** Data shown follows **

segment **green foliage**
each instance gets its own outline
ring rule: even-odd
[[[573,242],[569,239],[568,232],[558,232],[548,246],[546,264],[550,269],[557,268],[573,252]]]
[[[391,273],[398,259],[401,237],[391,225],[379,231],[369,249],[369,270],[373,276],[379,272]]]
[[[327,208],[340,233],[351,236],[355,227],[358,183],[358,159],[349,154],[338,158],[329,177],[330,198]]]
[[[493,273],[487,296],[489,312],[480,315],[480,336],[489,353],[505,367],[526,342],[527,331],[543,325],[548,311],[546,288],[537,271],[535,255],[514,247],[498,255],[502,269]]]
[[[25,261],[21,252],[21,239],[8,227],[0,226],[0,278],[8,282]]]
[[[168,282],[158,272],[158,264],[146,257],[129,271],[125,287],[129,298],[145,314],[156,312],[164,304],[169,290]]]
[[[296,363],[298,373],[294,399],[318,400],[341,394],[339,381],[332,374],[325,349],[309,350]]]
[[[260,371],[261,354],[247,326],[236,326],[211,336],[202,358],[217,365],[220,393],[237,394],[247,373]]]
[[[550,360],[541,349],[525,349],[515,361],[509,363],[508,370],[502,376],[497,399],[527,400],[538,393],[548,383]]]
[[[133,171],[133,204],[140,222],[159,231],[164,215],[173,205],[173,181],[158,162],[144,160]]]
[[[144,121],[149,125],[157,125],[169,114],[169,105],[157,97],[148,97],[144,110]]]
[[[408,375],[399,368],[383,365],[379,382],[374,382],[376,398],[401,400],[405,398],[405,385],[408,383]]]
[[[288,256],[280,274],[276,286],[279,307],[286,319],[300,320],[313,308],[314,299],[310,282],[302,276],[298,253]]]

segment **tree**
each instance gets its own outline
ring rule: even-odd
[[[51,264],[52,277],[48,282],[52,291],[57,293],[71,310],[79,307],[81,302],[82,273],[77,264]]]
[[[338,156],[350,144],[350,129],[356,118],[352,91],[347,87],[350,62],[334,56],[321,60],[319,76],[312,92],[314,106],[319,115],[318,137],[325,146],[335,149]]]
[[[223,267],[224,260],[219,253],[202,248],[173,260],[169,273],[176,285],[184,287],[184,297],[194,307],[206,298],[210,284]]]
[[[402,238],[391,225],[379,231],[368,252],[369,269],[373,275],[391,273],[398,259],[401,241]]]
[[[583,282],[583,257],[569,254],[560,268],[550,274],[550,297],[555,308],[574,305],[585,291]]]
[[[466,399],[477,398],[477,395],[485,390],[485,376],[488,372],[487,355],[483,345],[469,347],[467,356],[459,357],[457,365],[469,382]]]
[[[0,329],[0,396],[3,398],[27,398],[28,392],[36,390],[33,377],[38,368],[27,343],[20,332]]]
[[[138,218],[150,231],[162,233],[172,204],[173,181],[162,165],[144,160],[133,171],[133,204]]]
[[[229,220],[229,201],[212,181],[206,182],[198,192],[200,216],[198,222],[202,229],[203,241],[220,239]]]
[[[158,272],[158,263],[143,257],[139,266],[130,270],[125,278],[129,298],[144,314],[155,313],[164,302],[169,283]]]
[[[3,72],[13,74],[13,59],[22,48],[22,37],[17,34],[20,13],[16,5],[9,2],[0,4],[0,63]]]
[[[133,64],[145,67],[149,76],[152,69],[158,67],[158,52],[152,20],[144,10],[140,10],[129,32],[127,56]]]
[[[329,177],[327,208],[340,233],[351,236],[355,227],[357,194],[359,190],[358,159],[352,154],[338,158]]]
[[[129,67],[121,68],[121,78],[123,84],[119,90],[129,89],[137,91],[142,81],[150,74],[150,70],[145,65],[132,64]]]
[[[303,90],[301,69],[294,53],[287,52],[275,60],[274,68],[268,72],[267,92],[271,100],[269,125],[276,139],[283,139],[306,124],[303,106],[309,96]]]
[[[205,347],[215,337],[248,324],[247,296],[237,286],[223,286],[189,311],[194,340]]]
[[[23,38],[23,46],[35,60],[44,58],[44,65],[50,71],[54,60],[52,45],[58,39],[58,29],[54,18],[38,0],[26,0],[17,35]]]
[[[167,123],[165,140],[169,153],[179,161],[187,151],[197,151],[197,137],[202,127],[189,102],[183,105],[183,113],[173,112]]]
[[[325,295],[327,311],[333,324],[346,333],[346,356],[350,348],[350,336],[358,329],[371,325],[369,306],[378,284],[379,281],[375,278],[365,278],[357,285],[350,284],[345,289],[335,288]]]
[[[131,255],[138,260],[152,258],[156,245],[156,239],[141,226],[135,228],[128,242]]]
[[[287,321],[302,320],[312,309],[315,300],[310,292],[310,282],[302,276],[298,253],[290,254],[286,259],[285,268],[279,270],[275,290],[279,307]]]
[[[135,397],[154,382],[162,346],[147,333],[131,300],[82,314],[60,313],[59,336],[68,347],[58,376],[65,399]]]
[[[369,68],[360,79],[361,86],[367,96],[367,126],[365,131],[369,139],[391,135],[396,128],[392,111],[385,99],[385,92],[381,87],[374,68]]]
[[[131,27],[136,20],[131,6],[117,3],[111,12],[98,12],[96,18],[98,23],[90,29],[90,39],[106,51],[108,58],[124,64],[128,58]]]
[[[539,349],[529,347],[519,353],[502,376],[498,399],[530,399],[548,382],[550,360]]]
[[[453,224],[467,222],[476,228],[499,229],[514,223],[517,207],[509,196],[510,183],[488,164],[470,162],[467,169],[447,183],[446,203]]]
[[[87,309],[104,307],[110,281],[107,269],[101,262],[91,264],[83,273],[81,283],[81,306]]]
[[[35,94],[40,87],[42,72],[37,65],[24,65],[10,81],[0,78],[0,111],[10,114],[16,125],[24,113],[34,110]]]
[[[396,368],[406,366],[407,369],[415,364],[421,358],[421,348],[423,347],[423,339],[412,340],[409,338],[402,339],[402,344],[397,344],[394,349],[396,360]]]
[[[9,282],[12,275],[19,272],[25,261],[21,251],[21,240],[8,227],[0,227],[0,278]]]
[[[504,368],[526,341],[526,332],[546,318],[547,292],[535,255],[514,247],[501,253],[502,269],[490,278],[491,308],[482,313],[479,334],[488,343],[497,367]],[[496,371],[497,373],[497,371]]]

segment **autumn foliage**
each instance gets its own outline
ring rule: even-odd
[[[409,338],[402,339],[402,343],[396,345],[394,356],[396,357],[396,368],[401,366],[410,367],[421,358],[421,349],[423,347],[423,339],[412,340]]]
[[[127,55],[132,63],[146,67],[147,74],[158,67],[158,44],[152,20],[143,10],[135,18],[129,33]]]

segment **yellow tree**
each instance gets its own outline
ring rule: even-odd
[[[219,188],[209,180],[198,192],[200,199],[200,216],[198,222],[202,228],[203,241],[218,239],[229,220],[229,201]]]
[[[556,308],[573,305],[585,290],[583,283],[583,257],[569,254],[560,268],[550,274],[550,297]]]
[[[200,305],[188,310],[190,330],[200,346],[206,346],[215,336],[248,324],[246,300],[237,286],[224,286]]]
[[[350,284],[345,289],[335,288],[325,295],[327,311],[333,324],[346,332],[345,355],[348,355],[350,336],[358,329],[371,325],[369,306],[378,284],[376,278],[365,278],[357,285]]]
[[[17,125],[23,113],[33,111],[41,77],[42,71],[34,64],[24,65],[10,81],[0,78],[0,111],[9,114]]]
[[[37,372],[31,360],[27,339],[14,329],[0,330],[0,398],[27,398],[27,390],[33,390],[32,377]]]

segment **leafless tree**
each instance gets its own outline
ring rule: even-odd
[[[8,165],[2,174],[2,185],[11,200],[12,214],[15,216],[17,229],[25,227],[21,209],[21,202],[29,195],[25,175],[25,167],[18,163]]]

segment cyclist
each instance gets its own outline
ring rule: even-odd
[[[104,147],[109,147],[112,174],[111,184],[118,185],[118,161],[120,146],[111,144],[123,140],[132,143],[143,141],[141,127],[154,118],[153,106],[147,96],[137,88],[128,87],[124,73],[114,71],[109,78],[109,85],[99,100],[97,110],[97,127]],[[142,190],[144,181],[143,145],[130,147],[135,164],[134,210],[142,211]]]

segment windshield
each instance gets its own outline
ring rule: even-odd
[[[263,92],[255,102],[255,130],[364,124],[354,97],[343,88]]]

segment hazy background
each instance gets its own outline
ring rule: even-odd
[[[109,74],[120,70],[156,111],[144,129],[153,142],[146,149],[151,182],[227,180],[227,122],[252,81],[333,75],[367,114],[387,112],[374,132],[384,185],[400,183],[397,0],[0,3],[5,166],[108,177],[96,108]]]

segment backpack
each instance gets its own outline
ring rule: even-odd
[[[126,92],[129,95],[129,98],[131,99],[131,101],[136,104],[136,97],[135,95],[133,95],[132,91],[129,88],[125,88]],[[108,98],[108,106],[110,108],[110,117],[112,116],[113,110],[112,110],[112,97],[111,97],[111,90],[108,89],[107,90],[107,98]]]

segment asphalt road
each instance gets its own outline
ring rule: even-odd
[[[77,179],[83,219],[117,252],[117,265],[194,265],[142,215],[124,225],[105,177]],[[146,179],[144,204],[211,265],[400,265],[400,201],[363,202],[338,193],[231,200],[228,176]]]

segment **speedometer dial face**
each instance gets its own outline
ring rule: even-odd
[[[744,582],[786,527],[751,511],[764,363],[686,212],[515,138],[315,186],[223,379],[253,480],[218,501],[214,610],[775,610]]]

** End of Data shown **

Which lines in the records above contain the string "tree"? Copy each one.

segment **tree**
segment **yellow tree**
segment **leafless tree**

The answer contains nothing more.